TASK TO COMPLETE
Count the lines that contain the string "wrinkled" in the records beneath, and respond with the number only.

Segment Open

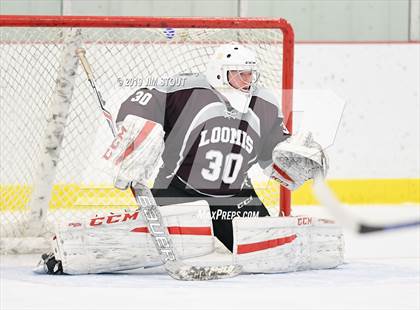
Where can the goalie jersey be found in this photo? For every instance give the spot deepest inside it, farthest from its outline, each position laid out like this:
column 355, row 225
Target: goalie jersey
column 209, row 147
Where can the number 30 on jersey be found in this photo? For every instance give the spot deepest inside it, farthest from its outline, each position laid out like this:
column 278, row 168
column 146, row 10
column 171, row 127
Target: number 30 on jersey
column 227, row 167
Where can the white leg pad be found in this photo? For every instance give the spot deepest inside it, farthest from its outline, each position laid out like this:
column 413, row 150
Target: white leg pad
column 284, row 244
column 121, row 241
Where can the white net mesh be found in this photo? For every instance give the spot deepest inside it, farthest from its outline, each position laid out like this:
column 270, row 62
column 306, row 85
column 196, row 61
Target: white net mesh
column 123, row 59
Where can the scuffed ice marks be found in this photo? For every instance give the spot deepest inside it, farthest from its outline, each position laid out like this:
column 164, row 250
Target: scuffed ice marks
column 195, row 273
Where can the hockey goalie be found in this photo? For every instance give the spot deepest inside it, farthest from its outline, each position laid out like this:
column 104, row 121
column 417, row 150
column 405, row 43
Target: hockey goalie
column 208, row 132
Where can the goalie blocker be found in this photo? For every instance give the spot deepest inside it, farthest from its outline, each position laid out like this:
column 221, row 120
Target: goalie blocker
column 117, row 242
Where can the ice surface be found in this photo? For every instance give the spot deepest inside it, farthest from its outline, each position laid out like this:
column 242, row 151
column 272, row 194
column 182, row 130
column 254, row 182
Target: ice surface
column 382, row 271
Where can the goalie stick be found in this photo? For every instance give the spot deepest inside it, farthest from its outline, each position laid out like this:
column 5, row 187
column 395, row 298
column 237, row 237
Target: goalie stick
column 153, row 218
column 327, row 198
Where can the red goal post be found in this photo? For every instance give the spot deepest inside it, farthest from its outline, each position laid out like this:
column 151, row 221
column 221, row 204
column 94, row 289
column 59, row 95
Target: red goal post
column 31, row 38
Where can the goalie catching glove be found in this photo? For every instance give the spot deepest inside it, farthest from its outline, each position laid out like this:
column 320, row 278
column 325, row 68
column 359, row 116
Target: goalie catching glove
column 135, row 151
column 297, row 160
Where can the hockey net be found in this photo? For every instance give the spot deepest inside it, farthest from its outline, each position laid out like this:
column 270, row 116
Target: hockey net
column 53, row 134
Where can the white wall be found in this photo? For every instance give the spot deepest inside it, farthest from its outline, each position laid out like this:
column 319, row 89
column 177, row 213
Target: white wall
column 379, row 133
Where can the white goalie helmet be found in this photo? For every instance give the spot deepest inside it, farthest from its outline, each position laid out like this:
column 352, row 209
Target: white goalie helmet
column 238, row 60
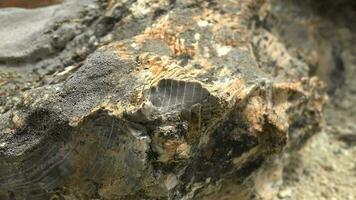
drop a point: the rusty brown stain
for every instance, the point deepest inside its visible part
(28, 3)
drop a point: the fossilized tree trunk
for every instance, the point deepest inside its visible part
(176, 110)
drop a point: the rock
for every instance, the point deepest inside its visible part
(285, 193)
(176, 110)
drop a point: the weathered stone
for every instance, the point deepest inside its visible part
(176, 109)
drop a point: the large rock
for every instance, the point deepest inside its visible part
(178, 110)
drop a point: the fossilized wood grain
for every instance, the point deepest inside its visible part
(166, 114)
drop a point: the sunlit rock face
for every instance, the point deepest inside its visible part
(175, 110)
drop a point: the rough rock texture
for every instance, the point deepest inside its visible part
(176, 100)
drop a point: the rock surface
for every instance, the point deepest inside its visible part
(157, 99)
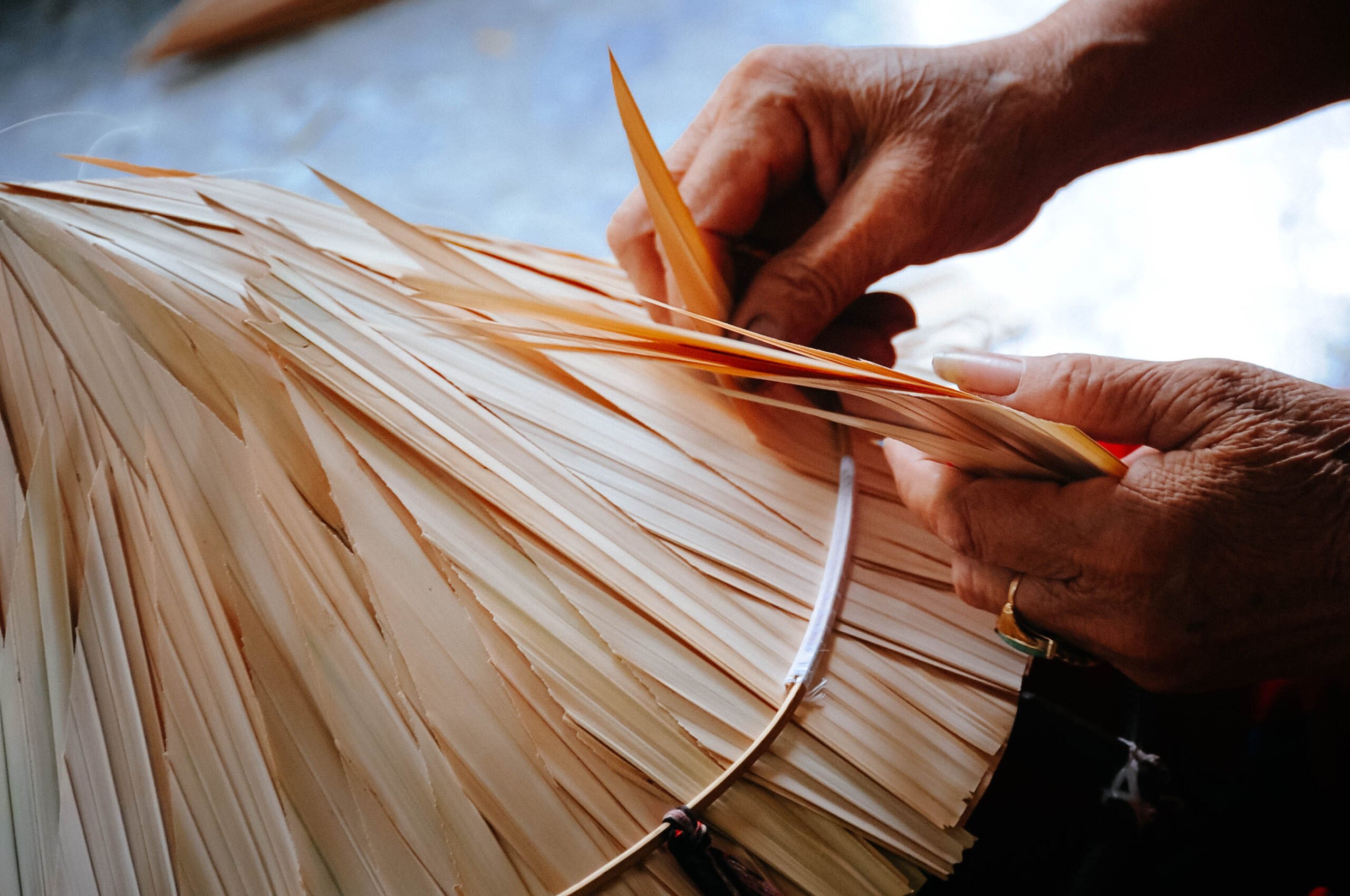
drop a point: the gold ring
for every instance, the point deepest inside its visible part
(1026, 640)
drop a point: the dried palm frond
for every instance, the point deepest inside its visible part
(343, 555)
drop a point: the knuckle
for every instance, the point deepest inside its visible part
(956, 529)
(802, 285)
(966, 583)
(763, 62)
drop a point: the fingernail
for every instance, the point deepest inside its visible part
(980, 371)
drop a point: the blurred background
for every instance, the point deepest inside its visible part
(497, 118)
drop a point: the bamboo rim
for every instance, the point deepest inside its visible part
(801, 678)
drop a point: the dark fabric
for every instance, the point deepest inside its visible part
(1250, 794)
(712, 871)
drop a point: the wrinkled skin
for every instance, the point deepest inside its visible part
(1222, 556)
(845, 165)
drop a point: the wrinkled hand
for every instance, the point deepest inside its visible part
(843, 165)
(1221, 558)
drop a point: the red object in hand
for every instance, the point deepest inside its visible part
(1117, 448)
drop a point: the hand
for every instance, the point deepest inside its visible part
(1221, 558)
(840, 167)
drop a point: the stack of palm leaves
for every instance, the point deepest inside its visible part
(342, 555)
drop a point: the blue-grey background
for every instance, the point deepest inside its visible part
(497, 118)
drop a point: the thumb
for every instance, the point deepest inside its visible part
(1161, 405)
(798, 292)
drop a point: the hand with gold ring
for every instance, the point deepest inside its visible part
(1221, 558)
(1026, 640)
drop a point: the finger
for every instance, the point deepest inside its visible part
(855, 243)
(983, 586)
(1047, 605)
(1026, 525)
(867, 327)
(1161, 405)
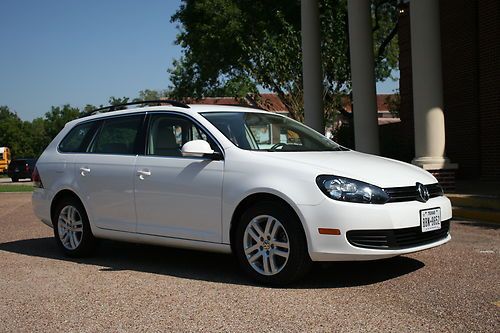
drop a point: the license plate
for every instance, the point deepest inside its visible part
(430, 219)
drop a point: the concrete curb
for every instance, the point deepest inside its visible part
(476, 207)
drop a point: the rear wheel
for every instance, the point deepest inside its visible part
(72, 229)
(270, 244)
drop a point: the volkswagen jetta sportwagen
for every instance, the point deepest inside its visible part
(272, 191)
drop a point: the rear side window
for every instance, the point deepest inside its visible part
(118, 136)
(77, 139)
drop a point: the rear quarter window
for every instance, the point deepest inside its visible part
(118, 136)
(77, 139)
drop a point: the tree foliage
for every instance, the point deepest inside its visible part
(29, 138)
(234, 47)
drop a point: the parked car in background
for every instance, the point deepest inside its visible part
(21, 168)
(4, 159)
(269, 189)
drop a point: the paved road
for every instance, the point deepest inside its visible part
(143, 288)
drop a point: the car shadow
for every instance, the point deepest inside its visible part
(482, 225)
(117, 256)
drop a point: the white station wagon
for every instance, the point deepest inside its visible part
(270, 190)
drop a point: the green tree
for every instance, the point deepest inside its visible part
(57, 117)
(251, 44)
(11, 131)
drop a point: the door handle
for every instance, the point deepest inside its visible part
(143, 173)
(84, 171)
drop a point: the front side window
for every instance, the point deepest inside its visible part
(167, 133)
(268, 132)
(118, 136)
(77, 139)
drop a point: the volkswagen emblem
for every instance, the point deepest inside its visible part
(422, 193)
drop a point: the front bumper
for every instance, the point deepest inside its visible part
(353, 216)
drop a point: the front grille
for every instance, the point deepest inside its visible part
(410, 193)
(396, 239)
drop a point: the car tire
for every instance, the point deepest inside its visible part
(72, 229)
(270, 244)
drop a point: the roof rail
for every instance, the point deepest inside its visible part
(120, 106)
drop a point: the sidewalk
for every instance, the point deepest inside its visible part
(476, 200)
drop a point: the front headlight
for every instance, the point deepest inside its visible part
(351, 190)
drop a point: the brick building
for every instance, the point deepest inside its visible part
(470, 49)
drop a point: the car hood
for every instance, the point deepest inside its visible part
(380, 171)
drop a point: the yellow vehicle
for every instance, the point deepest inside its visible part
(4, 159)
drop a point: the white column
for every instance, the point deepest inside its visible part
(363, 76)
(311, 62)
(427, 85)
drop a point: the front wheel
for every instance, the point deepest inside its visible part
(72, 229)
(270, 244)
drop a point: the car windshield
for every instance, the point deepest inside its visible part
(269, 132)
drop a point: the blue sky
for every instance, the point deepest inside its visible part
(55, 52)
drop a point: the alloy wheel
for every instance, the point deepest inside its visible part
(266, 245)
(70, 227)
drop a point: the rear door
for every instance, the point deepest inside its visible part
(105, 173)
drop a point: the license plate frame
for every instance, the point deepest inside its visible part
(430, 219)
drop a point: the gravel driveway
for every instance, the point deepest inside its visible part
(128, 287)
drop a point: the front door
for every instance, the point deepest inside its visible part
(177, 196)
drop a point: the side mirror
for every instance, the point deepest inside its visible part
(196, 148)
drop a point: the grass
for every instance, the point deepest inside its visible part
(15, 188)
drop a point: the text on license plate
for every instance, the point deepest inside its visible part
(430, 219)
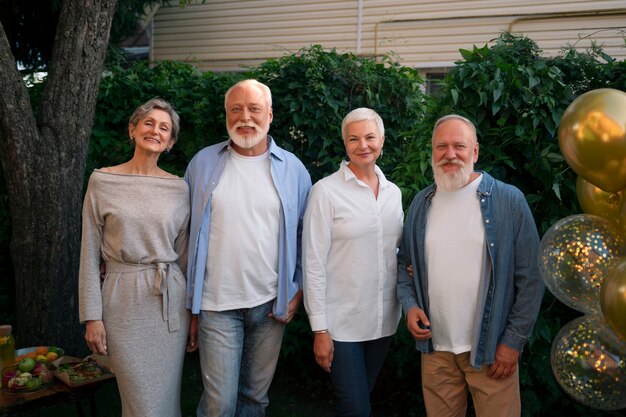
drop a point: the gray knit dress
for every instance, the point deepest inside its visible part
(139, 226)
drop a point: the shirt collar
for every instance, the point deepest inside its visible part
(349, 175)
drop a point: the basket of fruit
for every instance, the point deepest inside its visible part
(26, 376)
(32, 371)
(45, 354)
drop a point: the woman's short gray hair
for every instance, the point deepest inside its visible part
(158, 104)
(358, 115)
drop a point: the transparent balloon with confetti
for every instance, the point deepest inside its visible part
(589, 363)
(575, 254)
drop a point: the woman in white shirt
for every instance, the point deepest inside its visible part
(352, 228)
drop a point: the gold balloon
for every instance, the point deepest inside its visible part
(592, 137)
(613, 298)
(594, 200)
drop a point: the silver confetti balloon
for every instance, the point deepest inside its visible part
(589, 362)
(575, 255)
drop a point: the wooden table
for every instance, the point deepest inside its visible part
(59, 393)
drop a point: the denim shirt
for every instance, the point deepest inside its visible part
(511, 289)
(292, 182)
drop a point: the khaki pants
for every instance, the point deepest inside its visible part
(446, 378)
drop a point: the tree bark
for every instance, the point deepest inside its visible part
(43, 154)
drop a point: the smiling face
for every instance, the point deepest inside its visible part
(363, 144)
(248, 118)
(152, 133)
(455, 150)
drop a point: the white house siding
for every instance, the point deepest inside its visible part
(228, 35)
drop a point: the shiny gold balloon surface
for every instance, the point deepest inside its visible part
(613, 298)
(589, 362)
(575, 255)
(594, 200)
(592, 137)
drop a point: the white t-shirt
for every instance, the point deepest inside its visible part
(243, 241)
(455, 253)
(350, 242)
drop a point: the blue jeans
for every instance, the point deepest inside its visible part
(238, 355)
(354, 370)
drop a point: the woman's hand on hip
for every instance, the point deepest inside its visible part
(96, 336)
(323, 349)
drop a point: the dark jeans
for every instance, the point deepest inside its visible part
(354, 370)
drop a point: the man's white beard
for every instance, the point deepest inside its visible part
(250, 141)
(455, 180)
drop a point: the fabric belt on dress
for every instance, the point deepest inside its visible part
(164, 273)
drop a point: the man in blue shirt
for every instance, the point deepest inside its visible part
(248, 198)
(471, 244)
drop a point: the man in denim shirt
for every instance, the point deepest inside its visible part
(244, 279)
(468, 279)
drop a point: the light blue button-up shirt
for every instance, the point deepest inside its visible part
(512, 288)
(292, 182)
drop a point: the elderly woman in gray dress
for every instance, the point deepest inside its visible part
(135, 220)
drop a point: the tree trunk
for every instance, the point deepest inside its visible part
(43, 154)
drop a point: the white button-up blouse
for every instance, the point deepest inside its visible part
(349, 242)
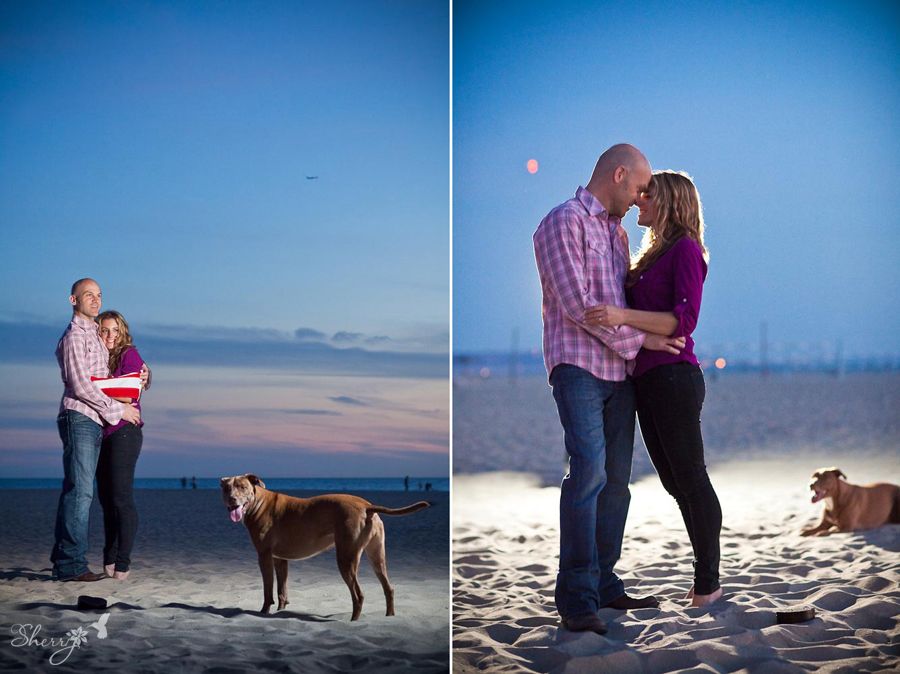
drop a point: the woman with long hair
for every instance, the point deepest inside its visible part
(663, 289)
(119, 453)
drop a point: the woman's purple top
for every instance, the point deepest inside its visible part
(131, 361)
(674, 283)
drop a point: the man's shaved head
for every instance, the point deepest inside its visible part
(77, 285)
(622, 154)
(621, 174)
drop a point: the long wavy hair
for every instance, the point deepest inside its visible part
(679, 214)
(122, 343)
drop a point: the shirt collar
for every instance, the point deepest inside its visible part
(594, 208)
(83, 323)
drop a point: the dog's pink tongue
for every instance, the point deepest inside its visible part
(237, 513)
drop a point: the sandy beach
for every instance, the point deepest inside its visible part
(192, 601)
(764, 439)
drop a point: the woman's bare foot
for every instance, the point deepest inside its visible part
(706, 599)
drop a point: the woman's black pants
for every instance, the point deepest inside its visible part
(669, 400)
(115, 489)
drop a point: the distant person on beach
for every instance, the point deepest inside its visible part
(581, 250)
(664, 288)
(119, 454)
(81, 354)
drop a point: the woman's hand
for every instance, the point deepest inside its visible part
(606, 315)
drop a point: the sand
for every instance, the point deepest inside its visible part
(192, 601)
(505, 539)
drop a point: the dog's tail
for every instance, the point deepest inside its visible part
(414, 507)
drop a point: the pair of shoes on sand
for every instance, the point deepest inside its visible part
(112, 573)
(703, 599)
(84, 577)
(592, 623)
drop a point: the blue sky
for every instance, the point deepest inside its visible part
(784, 113)
(163, 148)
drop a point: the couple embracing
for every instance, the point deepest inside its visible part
(101, 436)
(617, 340)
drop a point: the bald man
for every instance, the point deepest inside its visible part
(582, 256)
(83, 409)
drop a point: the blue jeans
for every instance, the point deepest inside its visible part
(81, 438)
(598, 419)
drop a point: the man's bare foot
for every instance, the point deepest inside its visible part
(706, 599)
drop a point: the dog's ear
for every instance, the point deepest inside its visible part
(255, 480)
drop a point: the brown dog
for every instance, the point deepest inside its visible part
(284, 527)
(849, 507)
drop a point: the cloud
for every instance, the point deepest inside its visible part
(35, 342)
(328, 413)
(347, 400)
(347, 337)
(309, 335)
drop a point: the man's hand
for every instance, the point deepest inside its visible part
(672, 345)
(132, 414)
(606, 315)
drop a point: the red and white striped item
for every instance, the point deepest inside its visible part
(123, 386)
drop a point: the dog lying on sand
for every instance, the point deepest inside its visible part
(849, 507)
(284, 527)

Segment Closed

RESPONSE BOX
2